▶ WRITTEN REQUEST
Return the records in full, exactly as given.

[Dataset rows]
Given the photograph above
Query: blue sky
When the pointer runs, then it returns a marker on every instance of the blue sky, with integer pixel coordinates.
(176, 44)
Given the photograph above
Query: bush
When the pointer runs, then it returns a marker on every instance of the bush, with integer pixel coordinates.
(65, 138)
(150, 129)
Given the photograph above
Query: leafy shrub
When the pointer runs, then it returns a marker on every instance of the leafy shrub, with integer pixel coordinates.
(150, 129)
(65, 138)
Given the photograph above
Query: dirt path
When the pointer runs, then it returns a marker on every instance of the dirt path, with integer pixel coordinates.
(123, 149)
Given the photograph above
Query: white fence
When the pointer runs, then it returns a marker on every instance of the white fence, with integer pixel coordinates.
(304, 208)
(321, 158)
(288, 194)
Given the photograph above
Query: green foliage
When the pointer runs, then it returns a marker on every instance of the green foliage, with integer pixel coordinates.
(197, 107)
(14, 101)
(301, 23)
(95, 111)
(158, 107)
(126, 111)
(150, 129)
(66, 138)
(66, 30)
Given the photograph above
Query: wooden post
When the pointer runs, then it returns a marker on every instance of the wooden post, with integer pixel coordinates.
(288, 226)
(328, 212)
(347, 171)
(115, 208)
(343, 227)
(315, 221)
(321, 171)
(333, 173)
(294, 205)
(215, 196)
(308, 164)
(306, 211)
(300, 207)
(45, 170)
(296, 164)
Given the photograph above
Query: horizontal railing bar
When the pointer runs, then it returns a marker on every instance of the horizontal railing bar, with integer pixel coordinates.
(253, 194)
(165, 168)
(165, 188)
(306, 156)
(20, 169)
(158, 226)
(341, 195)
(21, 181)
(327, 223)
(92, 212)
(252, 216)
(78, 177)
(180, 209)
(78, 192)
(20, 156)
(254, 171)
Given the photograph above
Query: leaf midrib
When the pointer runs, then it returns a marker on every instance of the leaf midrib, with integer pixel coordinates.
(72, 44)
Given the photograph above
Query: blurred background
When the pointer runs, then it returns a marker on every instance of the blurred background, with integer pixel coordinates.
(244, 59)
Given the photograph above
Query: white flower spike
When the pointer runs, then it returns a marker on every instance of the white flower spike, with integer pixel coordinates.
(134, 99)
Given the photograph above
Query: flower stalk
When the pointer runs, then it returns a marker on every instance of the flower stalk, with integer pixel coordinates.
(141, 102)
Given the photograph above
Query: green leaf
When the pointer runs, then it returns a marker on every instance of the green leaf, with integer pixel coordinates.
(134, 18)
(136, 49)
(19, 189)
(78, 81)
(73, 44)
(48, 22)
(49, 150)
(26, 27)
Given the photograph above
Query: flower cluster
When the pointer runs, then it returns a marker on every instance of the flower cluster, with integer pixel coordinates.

▶ EXERCISE RESPONSE
Given the photograph above
Query: blue sky
When the pointer runs, then it returns a marker on every instance of the blue sky, with integer pixel coordinates.
(176, 44)
Given the photograph above
Query: bush
When the pointer runs, then it returns a marker on every instance of the bush, with integer pixel coordinates.
(65, 138)
(150, 129)
Given the photograph above
Query: leafy shrub
When the pointer runs, then it returns a marker on every instance of the leafy shrub, with integer pixel coordinates.
(150, 129)
(65, 138)
Given the photograph above
Query: dirt path
When the pointer runs, then it returns a marker on every instance of the dirt path, with integer pixel coordinates.
(123, 149)
Given the photograph above
Query: white fence
When the pointer runs, then it returns a marker on every instance of the white fence, with integer pixel coordinates.
(304, 208)
(321, 158)
(288, 194)
Given the photograph above
Query: green foliage
When the pointer runs, then it returns a marker on every instance of the green foliage, with integer pixel coordinates.
(197, 107)
(14, 101)
(301, 23)
(95, 111)
(158, 107)
(126, 111)
(150, 129)
(66, 138)
(66, 30)
Given the photograph above
Query: wooden post
When the pointer runs, then it returns a marker on every instance of the wooden post, with integer pixel coordinates.
(288, 226)
(328, 212)
(347, 171)
(115, 208)
(343, 227)
(315, 221)
(321, 171)
(333, 173)
(294, 205)
(215, 196)
(308, 164)
(306, 211)
(300, 207)
(45, 170)
(296, 164)
Given the photograph above
Query: horizontal railing bar
When the pointer runs, then it returns a marker on every instance of the horizontal railing bar, with integer pixel coordinates.
(253, 194)
(165, 168)
(165, 188)
(306, 156)
(20, 169)
(158, 226)
(341, 195)
(21, 181)
(327, 223)
(92, 212)
(252, 216)
(78, 177)
(180, 209)
(78, 192)
(20, 156)
(254, 171)
Given the photograph above
Query: leaf midrib
When the pointer runs, then it returns a marker on every instance of the leaf midrib, with integer pixel coordinates.
(72, 44)
Given the photograph above
Query: blurred background
When the pointer runs, then it returns a marker on every instance of the blurred background, with integer pixel coordinates.
(244, 59)
Given the photograph above
Query: white flower spike
When the pointer runs, then it returns a marker on every instance of the white flower spike, with integer pixel coordinates.
(134, 99)
Given the photograph above
Query: flower stalk
When the pointer runs, then it returns a marker on every instance of the flower stalk, with integer pixel coordinates.
(141, 102)
Given the photograph above
Query: green leaf
When the pointer runs, then it returns a marker on every instance of the green leaf, with integer pixel coordinates.
(134, 18)
(136, 49)
(19, 189)
(78, 81)
(73, 44)
(48, 22)
(49, 150)
(26, 27)
Given the photograph above
Query: flower cluster
When the pointer runs, then it returns a marker on every instance of the flower cluster, with integer pixel coordinates.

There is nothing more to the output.